WHAT YOU HAVE TO DO: From the profile of Hanorah below, copy the passage that begins with the words containing "Music has always" and ends with "began performing them.".

Music has always been a part of Hanorah’s life. She grew up in Montreal with musician parents who held band practice in the basement—her father is a drummer and her mother a singer—so it made sense that it would be something she is drawn to. But it took some time for her to forge her own musical identity, which started as a way to heal after being sexually assaulted in 2012. In the years following the incident, she slowly began writing as a way to cope and better understand her feelings. Through that process, Hanorah discovered that she was actually composing songs, which not only helped in her own recovery but also spoke to a wider audience once she began performing them.
After appearing on La Voix (Quebec’s version of The Voice) in 2017 and landing a record deal thanks to her powerful vocals and soulful-rock style, Hanorah released her first full-length EP, For the Good Guys and the Bad Guys, in 2019. When the pandemic hit, she had been touring Canada with her band to promote the album. Like the rest of the music community, Hanorah was forced to hunker down and figure out a way forward, so she began writing, working on new songs and trying to come up with ideas on how to keep music—and performance—alive. Her answer came in the form of Montreal-based Huis Clos, an independent cultural media initiative run by Guillaume Gueras and Laura Derrey, who approached her about doing a virtual performance of her entire EP. A passion project with the aim of bringing performance and music into our homes, Huis Clos’ collaboration with Hanorah is just one example of the Canadian music community’s perseverance and resilience. Ahead of the show’s premier, we spoke with Hanorah about her inspiration, finding music and the importance of this particular show.
On her musical influences “As a vocalist, I think it’s already what’s inside of you. I grew up listening to some of the big singers, like Etta James, Aretha Franklin, Ella Fitzgerald, Stevie Wonder, Otis Redding—just really powerful voices that have something to say. I also loved Amy Winehouse and Joss Stone in my teen years. In terms of my musical style, there’s a lot of classic rock and a lot of funk, some jazz—basically whatever’s swirling around in my subconscious is going to come through. I just try to be as honest as possible in my storytelling and sing in a way that makes me feel right. That’s how I find my sound.”
On healing through music “After I was sexually assaulted, I started writing to process what had happened, what it meant, why it happened, what did it say about social issues at large, what did it say about me and my life and how I could move forward. I was writing these poems, and these poems turned into songs, and then I had a flash one day in 2015, three years after the assault. I was living with so much anger and so much hate because of what had happened, and I decided that I wouldn’t carry that for the rest of my life. So I focused on living the best life I could, talking to people, forming a band and choosing these healthier ways to live so I could achieve my goals. I decided that I deserved it.”
On the virtual performance “Laura and Guillaume from Huis Clos had the creative vision behind it. They came to me with the idea to shoot at the Centre St Jax, which is this deceptively spacious cathedral in downtown Montreal. Having acrobatic dancers from Le Monastre during our performance was also really special and lent a new layer of meaning to the songs too. They did an incredible job.”
On getting back onstage with her band “It was so good! I’d spent months just writing songs at home and had forgotten that I am a performer too. It was overwhelming at first—I felt a little rusty—but once we got rolling, we were right back in our element. I’m lucky to be so well surrounded, and it meant so much to get onto a stage again. It felt somewhat like a dream. I got to visit with that feeling of letting it all out onstage before the clock struck twelve and I had to face the reality of this pandemic again. It was the opposite of isolation. It was a connection, and I really needed it—I know we all do.”
On the future of live performance “It’s hard to say what the future will look like. I was lucky to get to do this one show, but I’m not sure how sustainable it is to rely on online performances for career momentum or income, especially for up-and-comers. I still hold out hope for the return of traditional in-person concerts. For me, the music comes alive when you’re there with an audience, sharing in the creation of a unique experience together. No two crowds are the same, no two shows can be identical and having a live audience breathes life into me as a performer. It reminds me that I have to own my message.”

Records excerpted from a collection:
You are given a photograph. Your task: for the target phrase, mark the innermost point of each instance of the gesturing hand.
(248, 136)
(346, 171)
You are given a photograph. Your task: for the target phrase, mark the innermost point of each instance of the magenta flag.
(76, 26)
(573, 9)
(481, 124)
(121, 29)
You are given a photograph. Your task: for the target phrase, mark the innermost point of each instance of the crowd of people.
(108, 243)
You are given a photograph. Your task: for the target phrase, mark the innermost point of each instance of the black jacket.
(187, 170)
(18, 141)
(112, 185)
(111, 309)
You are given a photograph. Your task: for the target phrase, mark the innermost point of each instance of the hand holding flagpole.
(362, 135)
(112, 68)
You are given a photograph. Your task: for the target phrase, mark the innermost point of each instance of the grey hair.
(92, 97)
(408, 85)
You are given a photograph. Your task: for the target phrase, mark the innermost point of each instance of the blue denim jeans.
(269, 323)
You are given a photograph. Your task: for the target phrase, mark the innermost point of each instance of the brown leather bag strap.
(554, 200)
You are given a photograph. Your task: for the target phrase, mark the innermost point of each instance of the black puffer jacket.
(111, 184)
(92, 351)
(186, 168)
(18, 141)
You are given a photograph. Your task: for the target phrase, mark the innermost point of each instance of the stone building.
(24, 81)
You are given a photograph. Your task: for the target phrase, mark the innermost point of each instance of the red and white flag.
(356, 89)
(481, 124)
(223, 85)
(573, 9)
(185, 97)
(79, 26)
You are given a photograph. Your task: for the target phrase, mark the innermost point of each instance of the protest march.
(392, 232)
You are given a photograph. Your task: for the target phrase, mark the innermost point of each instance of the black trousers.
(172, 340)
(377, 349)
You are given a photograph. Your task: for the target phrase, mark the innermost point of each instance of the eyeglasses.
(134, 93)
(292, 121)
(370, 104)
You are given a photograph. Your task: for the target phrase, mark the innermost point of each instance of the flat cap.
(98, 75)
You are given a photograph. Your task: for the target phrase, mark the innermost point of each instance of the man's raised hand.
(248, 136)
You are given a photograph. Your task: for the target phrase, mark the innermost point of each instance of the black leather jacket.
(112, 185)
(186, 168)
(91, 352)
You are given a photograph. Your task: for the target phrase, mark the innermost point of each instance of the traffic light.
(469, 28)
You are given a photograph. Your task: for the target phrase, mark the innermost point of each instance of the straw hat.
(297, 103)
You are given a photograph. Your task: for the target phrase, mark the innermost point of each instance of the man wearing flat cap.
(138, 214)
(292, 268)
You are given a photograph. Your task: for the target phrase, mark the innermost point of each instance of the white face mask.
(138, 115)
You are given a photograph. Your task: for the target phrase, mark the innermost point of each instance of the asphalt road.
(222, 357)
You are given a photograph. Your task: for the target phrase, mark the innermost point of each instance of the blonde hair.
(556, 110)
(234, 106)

WORKED SOLUTION:
Music has always been a part of Hanorah’s life. She grew up in Montreal with musician parents who held band practice in the basement—her father is a drummer and her mother a singer—so it made sense that it would be something she is drawn to. But it took some time for her to forge her own musical identity, which started as a way to heal after being sexually assaulted in 2012. In the years following the incident, she slowly began writing as a way to cope and better understand her feelings. Through that process, Hanorah discovered that she was actually composing songs, which not only helped in her own recovery but also spoke to a wider audience once she began performing them.